> [Supplied passage]

- - - - -

Potash prices, at about $500 a tonne, are down sharply from close to $1,000 when BHP was getting involved in Saskatchewan potash several years ago.
BHP insists its view of potash looks decades into the future, and bets that the need for the industry to manage supply as it does today will dissipate as demand rises with the world’s growing population. After all, potash proponents say demand from developing nations could grow rapidly as more and more people enter the middle class and put a strain on farmers whose yields can be but a fraction of those in the United States, for example.
Bigger and better
BHP knows it has to be bigger and cheaper than its competitors to make it worth the billions it will need to spend to get Jansen into production. The mine is an exercise in innovation, starting with the Herrenknecht, which is being used for the first time to dig a potash mine, and is faster, cheaper and safer than conventional methods.
It will be several years before Jansen begins production, but it’s not clear exactly when. The mine will start production at four million to five million tonnes a year, eventually reaching as much as nine million tonnes.
Using 2-D and 3-D seismic imaging, followed by drilling, the company has mapped the entire ore body, allowing it to design the entire 70-year mine life up front. Using a method called retreat mining, BHP will first dig out to the edges of the ore body and then work backward systematically, avoiding the cost of maintaining mined-out areas.
Even as it digs out from the production shaft, BHP will be stockpiling potash ore via conveyor belts that unfold behind custom-designed horizontal borers assembled underground. The continuous miners will be built to the full height of the 4.5-metre-tall ore body, allowing them to excavate tunnels with fewer passes than regular machines.
Once at surface, potash will be loaded onto trains via doors on top of rail cars. Upon reaching port in Vancouver, Washington state, it will be unloaded onto ships through trap doors underneath cars.
BHP figures it will be able to load and offload its trains in 12 hours, compared to an industry average of three days.
“We’re not in a position to give the numbers yet, but you have to understand that it has to be enough to where you have some sort of competitive advantage,” says Mr. Cutt, who spent 25 years with Exxon Mobil before coming to BHP.
“On a unit basis, we just have to produce and transport at a number that is substantially lower than current producers,” he says. “It’s all about the efficiency. We believe in doing as much automation as possible,” Mr. Cutt says.
The company will have to bring all its expertise to bear as a 150-year old producer of bulk commodities if it is to challenge the status quo developed over decades.

- - - - -

> [Collection entries]
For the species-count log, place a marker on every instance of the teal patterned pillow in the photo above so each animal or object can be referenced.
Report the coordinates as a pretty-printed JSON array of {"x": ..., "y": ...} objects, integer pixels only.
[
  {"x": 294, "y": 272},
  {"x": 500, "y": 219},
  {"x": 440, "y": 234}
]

- - - - -

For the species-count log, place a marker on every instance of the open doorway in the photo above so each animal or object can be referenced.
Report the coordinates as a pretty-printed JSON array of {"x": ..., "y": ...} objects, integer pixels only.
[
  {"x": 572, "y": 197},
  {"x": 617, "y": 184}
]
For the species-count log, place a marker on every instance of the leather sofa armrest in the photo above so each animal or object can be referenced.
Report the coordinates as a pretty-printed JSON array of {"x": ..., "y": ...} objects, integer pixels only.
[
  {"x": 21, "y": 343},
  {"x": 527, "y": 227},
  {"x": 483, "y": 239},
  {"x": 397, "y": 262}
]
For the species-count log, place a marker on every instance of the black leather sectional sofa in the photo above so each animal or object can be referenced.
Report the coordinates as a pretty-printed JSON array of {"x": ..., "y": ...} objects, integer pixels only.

- - - - -

> [What you will do]
1. In the potash mine passage, how long does BHP expect it will take to load and offload its trains?
2. Please pick out every line of the entries that contains the word "animal". Case counts.
The passage and the entries have no connection to each other.

> [Problem solutions]
1. 12 hours.

2.
For the species-count log, place a marker on every instance of the teal patterned pillow in the photo above so each animal or object can be referenced.
For the species-count log, place a marker on every instance of the open doorway in the photo above so each animal or object can be referenced.
For the species-count log, place a marker on every instance of the leather sofa armrest in the photo above so each animal or object can be referenced.
For the species-count log, place a marker on every instance of the black leather sectional sofa in the photo above so each animal or object can be referenced.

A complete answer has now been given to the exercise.